EJERCICIOS PROPUESTOS:
a: Reproduzca literalmente el fragmento del texto sobre Octavio Paz que va desde "Carlos Castillo Pereza" hasta "mexicana, católica ilustrada.".
b: Prosiga el texto sobre Octavio Paz a partir de su última oración.

Alguien me deletrea...

Carlos Castillo Pereza

Soy un hombre: poco duro y es enorme la noche.
Pero miro hacia arriba: las estrellas escriben.
Sin entender comprendo: también soy escritura, y en este mismo instante alguien me deletrea.


Octavio Paz. Nació en 1914. Vieja familia mexicana, de Jalisco. Los primeros Paz llegaron en el siglo XVI. Pero también hay sangre indígena en la familia. Abuelo masón. El padre, abogado liberal, participó en la Revolución Mexicana del lado zapatista. Madre española, andaluza y católica tradicional. Una tía mexicana, católica ilustrada.
Biblioteca familiar liberal y atmósfera «casi jacobina». Los primeros cuatro años de escuela serán con los salesianos. Luego, en un colegio inglés laico de la ciudad de México. En la Universidad, vía Ortega y Gasset, será el contacto con la filosofía moderna, después de pasar por secundaria y bachillerato en escuelas laicas del Estado, en los años todavía agitados de la Revolución Mexicana. Cultura francesa pero también temprano conocimiento de los siglos de oro de España y del «modernismo» hispanoamericano.

Registros de señalamiento de objetos nombrados:
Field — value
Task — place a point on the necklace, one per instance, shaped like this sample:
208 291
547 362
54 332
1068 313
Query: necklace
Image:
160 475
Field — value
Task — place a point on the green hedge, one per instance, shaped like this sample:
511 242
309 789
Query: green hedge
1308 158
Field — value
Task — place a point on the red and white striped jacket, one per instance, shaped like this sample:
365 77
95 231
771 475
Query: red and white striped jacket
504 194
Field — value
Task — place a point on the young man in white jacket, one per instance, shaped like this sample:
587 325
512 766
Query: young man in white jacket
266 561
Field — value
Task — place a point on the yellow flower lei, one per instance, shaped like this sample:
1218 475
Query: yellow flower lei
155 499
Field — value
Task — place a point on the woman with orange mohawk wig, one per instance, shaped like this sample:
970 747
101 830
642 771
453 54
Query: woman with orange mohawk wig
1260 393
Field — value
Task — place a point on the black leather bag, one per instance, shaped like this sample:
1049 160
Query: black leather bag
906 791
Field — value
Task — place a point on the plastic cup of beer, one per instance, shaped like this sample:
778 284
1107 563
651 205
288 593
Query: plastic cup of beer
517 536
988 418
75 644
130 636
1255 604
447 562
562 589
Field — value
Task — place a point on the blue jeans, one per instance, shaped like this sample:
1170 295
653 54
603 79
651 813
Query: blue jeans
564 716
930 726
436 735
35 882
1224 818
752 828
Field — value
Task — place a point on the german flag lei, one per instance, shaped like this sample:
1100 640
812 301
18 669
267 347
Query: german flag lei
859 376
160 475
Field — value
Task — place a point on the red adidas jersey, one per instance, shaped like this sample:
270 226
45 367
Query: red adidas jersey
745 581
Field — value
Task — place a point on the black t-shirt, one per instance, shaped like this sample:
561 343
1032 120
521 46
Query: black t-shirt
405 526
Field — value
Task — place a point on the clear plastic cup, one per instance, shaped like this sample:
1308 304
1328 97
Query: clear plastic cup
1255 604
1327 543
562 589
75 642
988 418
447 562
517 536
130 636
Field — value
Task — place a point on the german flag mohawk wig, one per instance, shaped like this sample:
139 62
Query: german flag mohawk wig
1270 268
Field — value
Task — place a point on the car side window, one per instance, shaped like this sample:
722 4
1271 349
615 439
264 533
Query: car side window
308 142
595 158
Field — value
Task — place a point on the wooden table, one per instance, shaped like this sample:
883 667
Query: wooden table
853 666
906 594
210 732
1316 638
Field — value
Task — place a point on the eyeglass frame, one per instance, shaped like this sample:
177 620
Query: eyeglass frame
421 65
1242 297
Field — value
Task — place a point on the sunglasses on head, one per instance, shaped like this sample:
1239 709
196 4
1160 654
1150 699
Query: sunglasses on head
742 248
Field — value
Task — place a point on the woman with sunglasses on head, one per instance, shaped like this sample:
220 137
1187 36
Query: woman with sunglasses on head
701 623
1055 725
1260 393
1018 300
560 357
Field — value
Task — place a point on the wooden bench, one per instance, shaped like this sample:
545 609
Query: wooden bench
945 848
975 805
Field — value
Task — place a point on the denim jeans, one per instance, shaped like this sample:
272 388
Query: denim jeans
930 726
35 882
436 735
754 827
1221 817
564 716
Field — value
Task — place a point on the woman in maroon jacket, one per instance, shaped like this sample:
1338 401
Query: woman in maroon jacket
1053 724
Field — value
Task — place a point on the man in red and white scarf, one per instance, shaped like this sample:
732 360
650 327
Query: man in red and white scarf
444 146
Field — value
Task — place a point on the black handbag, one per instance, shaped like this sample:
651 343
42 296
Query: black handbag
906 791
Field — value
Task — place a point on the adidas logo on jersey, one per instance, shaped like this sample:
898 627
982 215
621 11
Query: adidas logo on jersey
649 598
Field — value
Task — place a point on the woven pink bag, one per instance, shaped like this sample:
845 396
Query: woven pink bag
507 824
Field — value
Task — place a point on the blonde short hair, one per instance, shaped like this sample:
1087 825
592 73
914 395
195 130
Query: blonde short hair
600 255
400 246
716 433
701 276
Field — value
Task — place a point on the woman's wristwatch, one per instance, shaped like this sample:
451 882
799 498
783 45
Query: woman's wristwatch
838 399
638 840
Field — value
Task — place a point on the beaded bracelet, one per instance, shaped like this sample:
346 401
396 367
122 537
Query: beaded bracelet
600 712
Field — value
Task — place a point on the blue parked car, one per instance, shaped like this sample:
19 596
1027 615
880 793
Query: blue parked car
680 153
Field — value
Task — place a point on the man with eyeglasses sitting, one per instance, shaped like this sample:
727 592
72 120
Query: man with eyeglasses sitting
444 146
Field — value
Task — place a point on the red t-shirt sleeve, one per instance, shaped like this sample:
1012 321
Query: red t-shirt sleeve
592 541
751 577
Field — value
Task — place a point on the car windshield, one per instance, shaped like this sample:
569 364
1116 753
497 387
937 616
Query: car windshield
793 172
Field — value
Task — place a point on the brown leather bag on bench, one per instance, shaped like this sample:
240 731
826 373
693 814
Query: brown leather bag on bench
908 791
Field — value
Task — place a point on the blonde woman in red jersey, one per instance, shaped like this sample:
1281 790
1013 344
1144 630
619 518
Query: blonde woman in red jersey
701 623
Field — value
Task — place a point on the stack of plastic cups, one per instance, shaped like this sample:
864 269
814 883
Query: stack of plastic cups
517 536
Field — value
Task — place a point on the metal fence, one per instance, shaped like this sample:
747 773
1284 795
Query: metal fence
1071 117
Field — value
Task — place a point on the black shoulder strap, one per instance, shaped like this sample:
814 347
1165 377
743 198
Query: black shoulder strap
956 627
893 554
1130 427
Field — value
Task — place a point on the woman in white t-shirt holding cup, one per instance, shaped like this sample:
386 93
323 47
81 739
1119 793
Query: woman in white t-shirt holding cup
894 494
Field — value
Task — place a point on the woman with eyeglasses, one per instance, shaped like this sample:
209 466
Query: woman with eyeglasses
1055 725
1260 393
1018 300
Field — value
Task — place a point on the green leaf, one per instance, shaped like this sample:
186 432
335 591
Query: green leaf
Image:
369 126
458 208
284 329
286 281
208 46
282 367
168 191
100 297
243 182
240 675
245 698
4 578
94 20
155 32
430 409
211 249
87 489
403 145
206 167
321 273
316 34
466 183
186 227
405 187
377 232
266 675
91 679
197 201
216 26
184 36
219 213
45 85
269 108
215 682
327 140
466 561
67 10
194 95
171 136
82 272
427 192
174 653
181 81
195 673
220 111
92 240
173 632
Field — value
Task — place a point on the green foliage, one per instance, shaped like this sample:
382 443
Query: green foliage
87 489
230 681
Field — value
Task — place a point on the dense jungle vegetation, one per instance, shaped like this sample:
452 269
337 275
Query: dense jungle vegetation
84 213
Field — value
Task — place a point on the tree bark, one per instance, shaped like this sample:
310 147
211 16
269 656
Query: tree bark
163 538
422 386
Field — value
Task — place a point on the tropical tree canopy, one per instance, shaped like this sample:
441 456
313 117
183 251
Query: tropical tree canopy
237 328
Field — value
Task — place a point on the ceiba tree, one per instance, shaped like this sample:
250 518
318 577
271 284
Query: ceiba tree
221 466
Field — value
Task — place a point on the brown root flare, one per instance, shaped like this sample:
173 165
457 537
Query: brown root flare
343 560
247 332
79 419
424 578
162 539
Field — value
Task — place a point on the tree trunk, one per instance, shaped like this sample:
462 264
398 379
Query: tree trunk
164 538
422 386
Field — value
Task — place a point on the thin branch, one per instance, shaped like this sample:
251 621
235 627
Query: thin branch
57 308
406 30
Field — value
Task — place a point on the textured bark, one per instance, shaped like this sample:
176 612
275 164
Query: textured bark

RESPUESTAS FINALES:
a:
Carlos Castillo Pereza

Soy un hombre: poco duro y es enorme la noche.
Pero miro hacia arriba: las estrellas escriben.
Sin entender comprendo: también soy escritura, y en este mismo instante alguien me deletrea.


Octavio Paz. Nació en 1914. Vieja familia mexicana, de Jalisco. Los primeros Paz llegaron en el siglo XVI. Pero también hay sangre indígena en la familia. Abuelo masón. El padre, abogado liberal, participó en la Revolución Mexicana del lado zapatista. Madre española, andaluza y católica tradicional. Una tía mexicana, católica ilustrada.

b:
La guerra civil española sacudió al joven que se rebelaba contra el orden de la burguesía y de un cristianismo «incapaz de ser moderno». Luego fueron los días de las ideas marxistas. Más tarde la ruptura y los de la amistad con los surrealistas, en París. Embajador de México en la India, se acerca a una «civilización no occidental viva, de religión sensual y ascética, de solitarios y renunciantes pero también de templos llenos».
La represión gubernamental contra los universitarios, en 1968, lo hará dejar la vida diplomática.
De las decenas de libros que ha publicado, sus preferidos son los de poesía. Entre los de ensayos El laberinto de la soledad y El arco y la lira. Una revista -Vuelta- lo ocupa: de ella ha hecho un espacio de libertad, una tribuna de la más avanzada critica literaria, una actitud de decir la verdad aunque disguste a las «vanguardias» profesionales de la pseudoizquierda. Después de su reciente discurso de Frankfurt -donde recibió el premio de los editores y libreros alemanes- su efigie fue quemada por un grupo de provocadores frente a la embajada de los Estados Unidos en la capital mexicana. Octavio Paz había denunciado el peligro de extinción de la democracia en Nicaragua. En agosto del año pasado, con ocasión de su cumpleaños número '70, el gobierno mexicano le rindió homenaje, a pesar de que Octavio Paz y sus colegas de Vuelta no han escatimado críticas a la manera de proceder del régimen. El autor, como respuesta, leyó un discurso en el que, en la línea final de un poema, dice: «alguien me deletrea».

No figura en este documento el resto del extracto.